◆ Text passage
The process of gene regulation is a lot more complex than what we originally discussed. It's not as simple as DNA → RNA → Proteins. It's more like
Gene expression = f(Transcription factors, Splicing, miRNA, Nucleosome, Methylation, etc.)
Fortunately, Next Generation Sequencing (NGS) can help us to learn about many of these fundamental processes.
The sequencing revolution started with the Human Genome project. An international collaboration to generate a map of the human genome:
-
Took years to complete using Sanger sequencing
-
Today the same can be done much more rapidly, at a fraction of the cost using next generation sequencing
Single-read sequencing involves sequencing DNA from only one end, and is the simplest type of sequencing.
Paired-end sequencing allows users to choose the length of the insert and sequence either end of the insert, generating high-quality, alignable sequence data. Paired-end sequencing can detect rearrangements, including insertions and deletions (indels) and inversions. Note that this is different from mate pair sequencing
Next-generation sequencing generally produces short reads or short read pairs (e.g.
This is called aligning or mapping the reads against the reference sequence/genome. This is not an easy task:
- The short reads do not come with position information → need to find the corresponding region in the reference sequence.

Saved data entries:

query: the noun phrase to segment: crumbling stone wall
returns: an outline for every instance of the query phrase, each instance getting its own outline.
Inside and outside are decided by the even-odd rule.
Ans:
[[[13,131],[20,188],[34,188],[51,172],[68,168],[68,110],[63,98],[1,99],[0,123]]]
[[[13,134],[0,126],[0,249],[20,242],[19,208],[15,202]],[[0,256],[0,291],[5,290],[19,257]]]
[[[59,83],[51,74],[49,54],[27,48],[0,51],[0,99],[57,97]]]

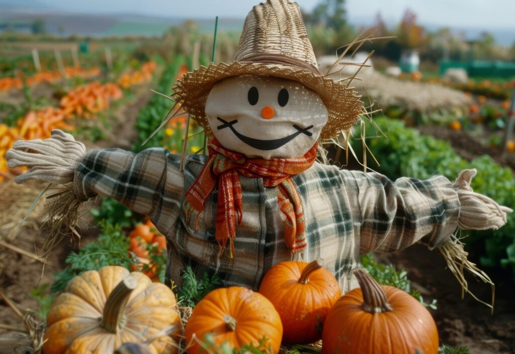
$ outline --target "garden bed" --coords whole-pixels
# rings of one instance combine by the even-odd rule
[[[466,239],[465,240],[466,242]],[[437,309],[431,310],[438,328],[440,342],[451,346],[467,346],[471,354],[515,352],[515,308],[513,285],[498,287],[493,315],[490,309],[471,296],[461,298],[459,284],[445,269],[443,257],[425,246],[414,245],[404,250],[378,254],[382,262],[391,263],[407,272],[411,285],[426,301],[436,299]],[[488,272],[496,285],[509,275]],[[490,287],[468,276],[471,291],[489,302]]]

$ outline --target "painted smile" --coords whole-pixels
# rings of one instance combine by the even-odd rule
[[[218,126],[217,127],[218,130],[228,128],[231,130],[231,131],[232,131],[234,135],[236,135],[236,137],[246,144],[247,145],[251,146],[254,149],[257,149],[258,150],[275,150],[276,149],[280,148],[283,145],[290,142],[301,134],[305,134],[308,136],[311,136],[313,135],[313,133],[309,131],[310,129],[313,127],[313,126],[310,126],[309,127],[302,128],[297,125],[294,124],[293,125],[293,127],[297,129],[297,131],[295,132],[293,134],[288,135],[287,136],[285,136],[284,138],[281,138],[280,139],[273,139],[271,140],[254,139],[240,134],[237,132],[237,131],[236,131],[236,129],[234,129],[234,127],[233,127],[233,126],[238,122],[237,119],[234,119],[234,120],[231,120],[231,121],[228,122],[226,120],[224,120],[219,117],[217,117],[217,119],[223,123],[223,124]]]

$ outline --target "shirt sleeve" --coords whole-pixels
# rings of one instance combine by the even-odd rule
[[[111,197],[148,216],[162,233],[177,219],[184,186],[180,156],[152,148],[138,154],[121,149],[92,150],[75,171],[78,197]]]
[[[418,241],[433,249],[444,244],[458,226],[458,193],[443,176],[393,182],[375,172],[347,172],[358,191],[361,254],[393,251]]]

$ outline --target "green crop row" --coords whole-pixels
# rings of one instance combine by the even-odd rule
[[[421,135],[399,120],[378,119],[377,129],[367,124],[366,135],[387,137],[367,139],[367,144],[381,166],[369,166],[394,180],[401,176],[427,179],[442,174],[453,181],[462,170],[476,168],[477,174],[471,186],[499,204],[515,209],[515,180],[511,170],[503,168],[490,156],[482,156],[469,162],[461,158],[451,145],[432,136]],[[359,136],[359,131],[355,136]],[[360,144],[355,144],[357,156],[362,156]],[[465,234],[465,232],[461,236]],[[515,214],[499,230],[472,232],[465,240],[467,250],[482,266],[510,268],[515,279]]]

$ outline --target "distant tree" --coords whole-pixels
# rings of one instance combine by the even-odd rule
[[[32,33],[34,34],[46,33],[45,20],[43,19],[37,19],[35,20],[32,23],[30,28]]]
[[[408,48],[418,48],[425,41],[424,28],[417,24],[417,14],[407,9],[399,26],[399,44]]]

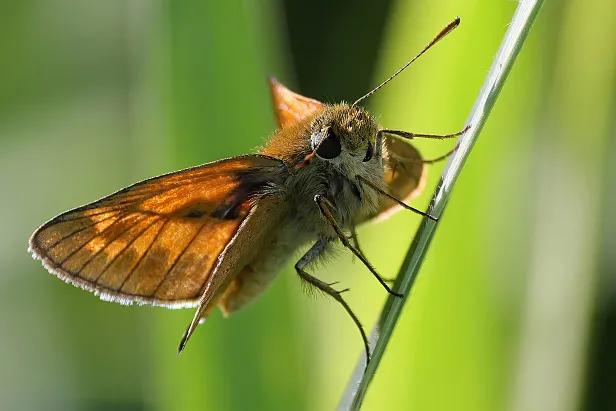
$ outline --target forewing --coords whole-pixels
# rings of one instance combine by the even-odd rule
---
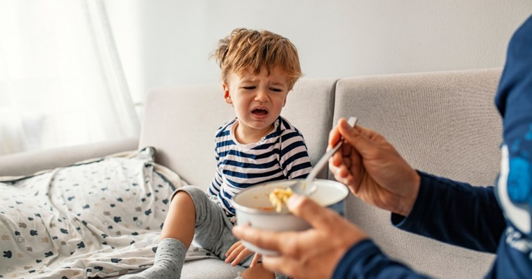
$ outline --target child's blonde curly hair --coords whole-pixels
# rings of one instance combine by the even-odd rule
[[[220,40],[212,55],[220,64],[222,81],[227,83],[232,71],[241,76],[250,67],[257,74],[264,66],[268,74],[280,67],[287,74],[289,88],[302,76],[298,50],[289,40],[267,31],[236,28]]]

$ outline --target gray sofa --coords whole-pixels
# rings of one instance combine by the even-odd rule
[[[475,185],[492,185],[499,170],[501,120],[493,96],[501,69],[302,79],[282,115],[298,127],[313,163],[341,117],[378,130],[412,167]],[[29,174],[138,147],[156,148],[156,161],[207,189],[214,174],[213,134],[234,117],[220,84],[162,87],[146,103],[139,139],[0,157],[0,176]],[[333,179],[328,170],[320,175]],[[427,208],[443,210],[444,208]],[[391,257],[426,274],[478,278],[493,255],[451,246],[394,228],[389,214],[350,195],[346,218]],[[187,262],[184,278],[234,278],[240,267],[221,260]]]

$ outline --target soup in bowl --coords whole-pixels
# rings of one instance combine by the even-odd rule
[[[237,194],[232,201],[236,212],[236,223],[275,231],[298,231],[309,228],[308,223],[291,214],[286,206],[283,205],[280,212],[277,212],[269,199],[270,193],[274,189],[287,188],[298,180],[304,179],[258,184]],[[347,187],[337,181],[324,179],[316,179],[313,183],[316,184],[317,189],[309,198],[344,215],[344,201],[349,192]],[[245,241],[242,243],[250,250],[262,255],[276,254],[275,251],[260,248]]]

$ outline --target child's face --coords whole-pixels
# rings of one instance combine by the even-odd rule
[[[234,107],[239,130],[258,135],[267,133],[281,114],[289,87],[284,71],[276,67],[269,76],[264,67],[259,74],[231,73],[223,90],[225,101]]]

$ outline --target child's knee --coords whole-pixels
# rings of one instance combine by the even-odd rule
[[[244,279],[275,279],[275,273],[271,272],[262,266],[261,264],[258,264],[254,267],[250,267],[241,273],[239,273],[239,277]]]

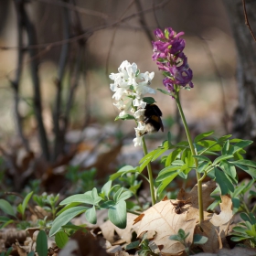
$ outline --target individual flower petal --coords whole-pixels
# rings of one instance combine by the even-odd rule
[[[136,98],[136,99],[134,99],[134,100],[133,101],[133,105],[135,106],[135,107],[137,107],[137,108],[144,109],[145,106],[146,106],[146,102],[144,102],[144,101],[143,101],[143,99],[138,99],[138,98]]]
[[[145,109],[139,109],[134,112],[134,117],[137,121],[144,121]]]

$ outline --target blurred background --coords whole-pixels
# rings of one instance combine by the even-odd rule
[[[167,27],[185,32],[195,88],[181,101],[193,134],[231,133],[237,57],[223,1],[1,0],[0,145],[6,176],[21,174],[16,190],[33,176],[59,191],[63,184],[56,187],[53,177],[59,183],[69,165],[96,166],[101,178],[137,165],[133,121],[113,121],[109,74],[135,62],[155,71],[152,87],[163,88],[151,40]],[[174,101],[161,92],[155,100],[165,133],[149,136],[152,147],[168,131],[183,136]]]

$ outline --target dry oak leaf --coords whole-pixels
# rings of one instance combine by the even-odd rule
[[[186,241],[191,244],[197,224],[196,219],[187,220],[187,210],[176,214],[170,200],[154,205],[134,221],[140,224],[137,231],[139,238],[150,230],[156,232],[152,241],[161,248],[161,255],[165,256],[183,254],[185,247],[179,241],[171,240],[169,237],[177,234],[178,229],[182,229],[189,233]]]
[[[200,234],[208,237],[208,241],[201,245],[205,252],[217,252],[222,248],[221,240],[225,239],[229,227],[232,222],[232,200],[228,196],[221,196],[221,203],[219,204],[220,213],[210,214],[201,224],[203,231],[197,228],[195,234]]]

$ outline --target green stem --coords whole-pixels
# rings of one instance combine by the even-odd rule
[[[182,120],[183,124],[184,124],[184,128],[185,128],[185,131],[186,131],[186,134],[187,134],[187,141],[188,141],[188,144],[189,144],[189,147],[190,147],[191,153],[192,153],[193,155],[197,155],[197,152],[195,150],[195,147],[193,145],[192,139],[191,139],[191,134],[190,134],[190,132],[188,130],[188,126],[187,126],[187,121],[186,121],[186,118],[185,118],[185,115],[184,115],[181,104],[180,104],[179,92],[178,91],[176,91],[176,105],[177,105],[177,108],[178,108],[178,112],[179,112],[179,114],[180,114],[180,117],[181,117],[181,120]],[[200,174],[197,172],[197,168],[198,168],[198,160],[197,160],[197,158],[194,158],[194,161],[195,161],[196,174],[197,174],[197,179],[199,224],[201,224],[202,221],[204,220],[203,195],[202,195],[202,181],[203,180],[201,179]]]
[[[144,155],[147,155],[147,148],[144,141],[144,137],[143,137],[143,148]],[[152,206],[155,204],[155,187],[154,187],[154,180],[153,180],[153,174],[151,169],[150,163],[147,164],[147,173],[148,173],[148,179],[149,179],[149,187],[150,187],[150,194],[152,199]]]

◆ What to do
1/ Copy the passage on gene regulation and sequencing between "Paired-end sequencing allows" and "read pairs (e.g.", inclusive.
2/ Write what follows the final sentence of the passage on gene regulation and sequencing.
These lines have no connection to the passage on gene regulation and sequencing.

◆ Solved tasks
1/
Paired-end sequencing allows users to choose the length of the insert and sequence either end of the insert, generating high-quality, alignable sequence data. Paired-end sequencing can detect rearrangements, including insertions and deletions (indels) and inversions. Note that this is different from mate pair sequencing
Next-generation sequencing generally produces short reads or short read pairs (e.g.

2/
- The reference sequence can be quite long (~3 billion bases for human) → computationally intensive task
- Reads are short → uncertainty with respect to where the reads can be aligned.
- We need to allow some mismatches and small structural variation (InDels) in our reads. For RNA-seq we need to allow for splice junctions.
- Sequencing is not perfect → biological variation and sequencing errors can be confounded.
There exist a multitude of aligners that can be used for aligning short reads to a reference genome such as: Bowtie, BWA, GSNAP, TopHat, SOAP, STAR, etc. The choice of the aligner is usually guided by the actual application (e.g. RNA-seq, de novo, etc).
(IMAGES →) FASTA/FASTQ → SAM/BAM → VCF
All of these data formats can be read in R.
- The SAM/BAM format has emerged as the de facto standard format for short read alignments.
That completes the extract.